**TASK MATERIAL**.
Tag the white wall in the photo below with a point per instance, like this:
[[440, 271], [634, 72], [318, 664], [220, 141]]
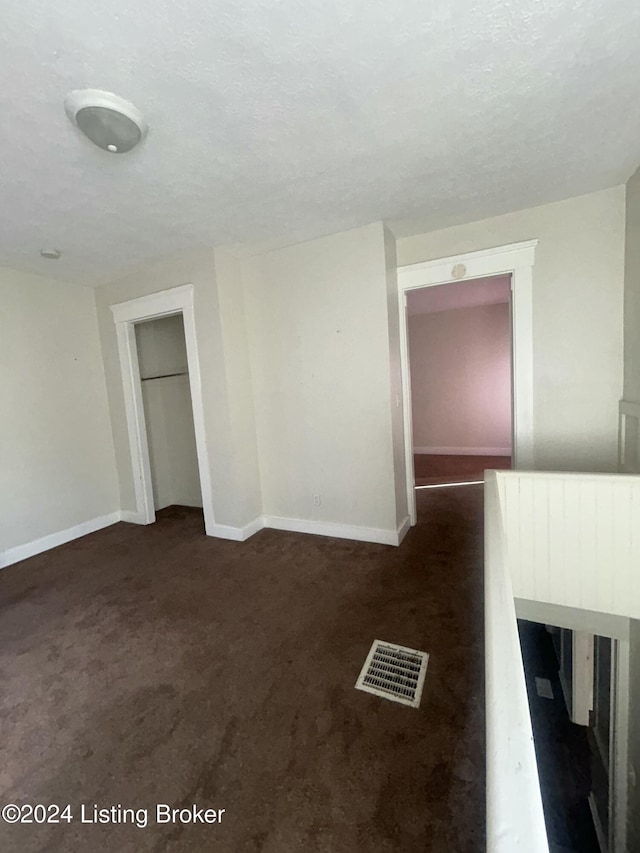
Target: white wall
[[319, 336], [236, 496], [577, 318], [162, 354], [57, 468], [461, 379]]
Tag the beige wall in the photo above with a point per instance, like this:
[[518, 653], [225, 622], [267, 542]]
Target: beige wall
[[577, 318], [461, 379], [318, 320], [236, 499], [57, 467], [162, 356], [397, 421]]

**OBJECTIVE**. Update the entries above by replacing every "photo" with "image", keeping everything else the same. Leave the pictures out.

**ANSWER IN FULL**.
Tag the white wall in the image below with a point per instance, like this:
[[440, 271], [634, 72], [318, 664], [220, 141]]
Target: white wall
[[319, 336], [236, 496], [577, 318], [162, 354], [57, 468], [461, 379]]
Tag the beige wall in the image above with a point per instance, like this:
[[518, 653], [225, 622], [267, 542]]
Target: beige wall
[[577, 318], [461, 379], [318, 320], [236, 499], [57, 467], [162, 356], [397, 421]]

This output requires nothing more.